So why was White Milk, real name Khaled al-Halabi,  effectively being smuggled between European countries?

Join host Fritz Streiff for the first episode of Season 2 of The Syria Trials - The Disappearing General. Over 11 episodes, we’ll tell the story of Halabi’s work within the Syrian intelligence system, his role in violently suppressing the peaceful Revolution and his escape to Europe, after his city fell out of regime control. Who really is Halabi? And why hasn’t he been arrested yet? 

The Syria Trials is a 75 Podcast production. This episode is hosted by Fritz Streiff, and produced by Sasha Edye-Lindner, with research and editorial support from Mais Katt. The voiceovers were provided by Cyril Nehmé, Muhammad Bakri and Amr Hussien. It was mixed by Tobias Withers.

Support for our podcast comes from German Federal Foreign Office funds that are provided by the Institut für Auslandsbeziehungen IFA’s Zivik Funding Programme.

If you’d like to find out more about our podcast, head to our website https://75podcasts.org/ Here you'll find an archive of all our episodes with their transcripts, as well as our other productions.

Episode Transcript

Fritz Streiff: On the 13th of June 2015, a diplomatic car left France. It travelled out of the country and into Germany, before making its way to Austria via the Walserberg crossing. The vehicle arrived inside Salzburg, a city not too far from the Austrian border with Germany, where hotel rooms had been booked for the group travelling in the car as well as some additional guests. The group included members of the Austrian intelligence service, known at that time as the BVT, and a man known only as White Milk. So who was this mysterious White Milk? White Wilk was the cover name for a Syrian Brigadier General. Back in Syria, the man known as White Milk had been the Head of a State Security Branch. This was one of the highest ranking positions within the Syrian intelligence services, a brutal system of oppression used by the Syrian regime to control its population.

* [Written tasks]
A. Rewrite the part of the Syria Trials podcast page that starts with the words "The Syria Trials is" and ends with "Zivik Funding Programme.", putting "mastered" in place of "mixed".
B. Pick up the Syria Trials podcast page right after its last sentence and keep the episode transcript going.

* [Record list]
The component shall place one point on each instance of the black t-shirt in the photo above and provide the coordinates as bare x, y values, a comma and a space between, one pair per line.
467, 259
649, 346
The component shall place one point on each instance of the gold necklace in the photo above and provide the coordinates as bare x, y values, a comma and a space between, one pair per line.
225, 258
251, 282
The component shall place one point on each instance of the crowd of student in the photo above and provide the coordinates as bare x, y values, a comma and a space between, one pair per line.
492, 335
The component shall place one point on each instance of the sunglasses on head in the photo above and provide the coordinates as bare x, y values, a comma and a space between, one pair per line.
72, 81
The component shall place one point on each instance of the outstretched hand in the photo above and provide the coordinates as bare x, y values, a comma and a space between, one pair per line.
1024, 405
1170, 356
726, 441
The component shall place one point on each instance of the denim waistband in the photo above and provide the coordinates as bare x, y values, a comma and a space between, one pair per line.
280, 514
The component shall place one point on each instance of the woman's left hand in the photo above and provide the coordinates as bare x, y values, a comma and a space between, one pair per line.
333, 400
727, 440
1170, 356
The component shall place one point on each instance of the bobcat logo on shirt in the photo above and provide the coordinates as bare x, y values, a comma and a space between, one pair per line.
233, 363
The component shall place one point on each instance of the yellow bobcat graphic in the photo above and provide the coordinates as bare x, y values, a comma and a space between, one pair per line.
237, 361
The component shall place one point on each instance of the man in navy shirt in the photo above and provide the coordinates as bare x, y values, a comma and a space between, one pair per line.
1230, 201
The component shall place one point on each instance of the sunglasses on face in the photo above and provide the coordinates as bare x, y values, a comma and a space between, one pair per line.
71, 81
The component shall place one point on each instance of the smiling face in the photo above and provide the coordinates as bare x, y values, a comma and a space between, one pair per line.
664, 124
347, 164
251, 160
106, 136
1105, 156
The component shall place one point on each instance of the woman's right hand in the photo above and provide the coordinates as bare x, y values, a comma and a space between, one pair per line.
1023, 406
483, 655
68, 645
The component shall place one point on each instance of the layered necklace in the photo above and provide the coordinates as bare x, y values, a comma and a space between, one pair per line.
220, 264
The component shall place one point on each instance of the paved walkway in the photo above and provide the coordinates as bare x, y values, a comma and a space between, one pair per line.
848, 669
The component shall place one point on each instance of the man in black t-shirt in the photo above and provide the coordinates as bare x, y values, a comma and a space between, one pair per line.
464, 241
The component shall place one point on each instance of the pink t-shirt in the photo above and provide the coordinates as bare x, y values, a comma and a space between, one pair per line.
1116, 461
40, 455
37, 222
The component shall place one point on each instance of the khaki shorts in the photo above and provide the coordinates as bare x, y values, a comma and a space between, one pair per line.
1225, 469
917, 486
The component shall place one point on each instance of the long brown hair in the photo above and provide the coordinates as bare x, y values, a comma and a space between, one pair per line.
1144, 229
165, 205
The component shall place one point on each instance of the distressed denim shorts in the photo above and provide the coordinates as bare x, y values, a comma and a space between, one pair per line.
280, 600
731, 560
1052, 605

* [Per-task answers]
A.
The Syria Trials is a 75 Podcast production. This episode is hosted by Fritz Streiff, and produced by Sasha Edye-Lindner, with research and editorial support from Mais Katt. The voiceovers were provided by Cyril Nehmé, Muhammad Bakri and Amr Hussien. It was mastered by Tobias Withers.

Support for our podcast comes from German Federal Foreign Office funds that are provided by the Institut für Auslandsbeziehungen IFA’s Zivik Funding Programme.

B.
Steve Kostas: Overall, we think of an intelligence or security branch that was involved in detention as a place of significant criminality. There's lots of detention and torture of civilians. 

Thaer Dandoush VO: Life was heavily influenced by the presence of the intelligence services. If you wanted to do anything in life like getting married or opening a falafel restaurant, you had to consult the intelligence and get their approval.

Fritz Streiff: White Milk's real name? Khaled Muhsen al-Halabi. So what was Austria doing, smuggling a man known to have played a central role within the Syrian intelligence into its own country. 

Welcome to Season Two of The Syria Trials. My name is Fritz Streiff, and I'll be your host for this new season of the podcast. I'm a human rights lawyer and I first came across the case of Khaled al-Halabi in 2018. I was working for an NGO called the Open Society Justice Initiative, in their New York office. There were a number of Syria cases I was investigating, including the Halabi case, and I've been following it ever since. It is an absolutely fascinating case. In a lot of ways, it is the Syria case that embodies so much of why chasing justice for Syria has been and continues to be such a frustrating struggle. 

Episode One: Who is Halabi? Please be aware that this episode contains descriptions of torture. 

Muhammad VO: I was born in the 1980s, during Hafez al-Assad's rule, so I was aware of the world around me. I was against the idea that only Assad and his regime could govern us. I questioned why, out of 22 million people, there couldn't be anyone else to lead us. 

My name is MUhammed. I was born in 1981, so I am 42 years old. 

Rashid Satouf VO: I’m Rashid Satouf, and I was born in 1958 in Ar-Raqqa. I have been a member of the Communist Labour Party since 1975 or 1976. In the 1970s, the destruction and dismantling of unions, political parties and state institutions happened incredibly quickly and the security services became the main force of power in Syria. Within three, four years, there was a strong security grip over the country. The role of the state institutions regressed in all of their legislative, legal and executive affairs. 

Muhammad VO: When I graduated, I tried to find employment and I realised that corruption was deeply rooted within the system. You had to pay bribes to those who had been placed in positions of power by the regime. The system itself was corrupt, and I knew I was not alone experiencing this. Millions of people in Syria were suffering from the same circumstances.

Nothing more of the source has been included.